> Entries
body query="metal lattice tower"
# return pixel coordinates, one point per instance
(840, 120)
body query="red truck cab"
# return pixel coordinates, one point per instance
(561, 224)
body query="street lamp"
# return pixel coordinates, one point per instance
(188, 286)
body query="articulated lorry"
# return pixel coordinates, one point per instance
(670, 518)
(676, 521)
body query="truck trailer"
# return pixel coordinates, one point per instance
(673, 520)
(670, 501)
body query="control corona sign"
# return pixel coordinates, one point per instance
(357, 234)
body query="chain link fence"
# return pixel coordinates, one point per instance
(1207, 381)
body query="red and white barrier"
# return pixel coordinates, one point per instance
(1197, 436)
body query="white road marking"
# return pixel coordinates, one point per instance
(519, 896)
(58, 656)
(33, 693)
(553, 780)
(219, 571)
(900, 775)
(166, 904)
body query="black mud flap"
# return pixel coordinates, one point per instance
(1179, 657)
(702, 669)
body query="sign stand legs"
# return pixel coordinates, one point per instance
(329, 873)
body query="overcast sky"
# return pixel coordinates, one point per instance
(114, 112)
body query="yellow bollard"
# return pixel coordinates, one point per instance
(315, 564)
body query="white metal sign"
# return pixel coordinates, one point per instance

> Problem details
Above are the records; copy all of them exactly.

> Response below
body query="metal lattice tower"
# return pixel coordinates, one point per instance
(840, 120)
body query="red truck cab"
# return pixel coordinates, one point per instance
(561, 224)
body query="street lamp"
# return pixel coordinates, one point per instance
(188, 286)
body query="articulated lorry"
# return pixel coordinates, one point per instance
(670, 518)
(676, 521)
body query="truck trailer"
# return pixel coordinates, one point per instance
(673, 520)
(670, 501)
body query="control corona sign"
# return pixel coordinates, one point per instance
(357, 234)
body query="chain link fence"
# return pixel coordinates, one point per instance
(1207, 381)
body query="red and white barrier"
# return pixel coordinates, one point per instance
(1197, 436)
body query="white road marking"
# return pixel coordinates, one point per instance
(519, 896)
(58, 656)
(33, 693)
(553, 780)
(219, 571)
(900, 775)
(166, 904)
body query="black mud flap"
# return pixel coordinates, one point per instance
(1179, 657)
(702, 669)
body query="sign stand legs"
# return pixel coordinates, one point per instance
(329, 873)
body query="overcast sky"
# return pixel coordinates, one point per instance
(114, 112)
body query="yellow bollard"
# return pixel coordinates, one point per instance
(315, 564)
body query="white metal sign"
# return pixel coordinates, one point per instance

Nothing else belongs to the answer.